- Source extract:
Because the Supreme Judicial Court has not decided that the State's interest in preserving a child's life will invariably control in every case where State intervention is sought for life-saving measures, see Matter of McCauley, 409 Mass. at 139 n. 3, 565 N.E.2d 411; Care & Protection of Beth, 412 Mass. at 198, 587 N.E.2d 1377, we ordinarily would remand this case to the Superior Court for an expedited hearing to determine the best interests of the child in light of this opinion and to reassess the three-part balancing test of Rena's best interests, the rights of her parents, and the interests of the State. The hospital has informed us, however, that on the day after the presentation of oral argument in this case, Rena was discharged from the hospital. Consequently, there no longer appears to be an immediate need for the hospital's authorization or judicial intervention in this matter. We, therefore, vacate the final order, not on the merits, but because it has become moot.
1. We use a pseudonym.
2. The Illinois Supreme Court has determined that the test that should be applied in circumstances such as this is whether the minor is mature enough to make an informed decision. In Re E.G., 133 Ill.2d 98, 110-112, 139 Ill.Dec. 810, 549 N.E.2d 322 (1989). This concept has been adopted by our Legislature in allowing a judge to authorize a minor to have an abortion without parental consent if the judge determines that the minor is mature enough to make an informed decision. G.L. c. 112, § 12S. See In re Swan, 569 A.2d 1202 (Me.1990), in which the Maine Supreme Judicial Court rejected a substituted judgment test in favor of giving preference to the wishes of a minor if the minor has the capacity to weigh the risks and benefits involved.

- Data extract:
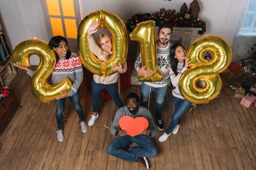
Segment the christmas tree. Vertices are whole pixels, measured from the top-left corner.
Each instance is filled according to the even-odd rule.
[[[246,81],[244,84],[250,85],[251,87],[256,87],[256,44],[251,48],[251,51],[248,51],[250,56],[241,59],[241,66],[245,69],[243,79]]]

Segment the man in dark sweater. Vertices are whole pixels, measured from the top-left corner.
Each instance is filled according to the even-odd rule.
[[[110,143],[107,151],[110,155],[124,160],[139,162],[148,169],[146,157],[154,156],[157,153],[157,149],[150,138],[157,134],[157,128],[149,110],[139,106],[139,101],[140,98],[137,94],[130,93],[126,99],[127,105],[121,108],[116,112],[110,132],[117,136]],[[133,137],[128,135],[126,130],[118,130],[119,119],[125,116],[131,116],[134,119],[139,116],[144,117],[148,121],[148,128],[143,130],[141,133]],[[136,143],[140,147],[129,148],[129,144],[131,143]]]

- Exercise description: In two sentences, summarize the court opinion excerpt above.

- Output of the exercise: Because the Supreme Judicial Court has not held that the State's interest in preserving a child's life always controls, the court would ordinarily send the case back to the Superior Court for an expedited hearing on the child's best interests and a fresh weighing of Rena's best interests, her parents' rights, and the State's interests. Since Rena was discharged from the hospital the day after oral argument, however, the court vacates the final order as moot rather than on the merits.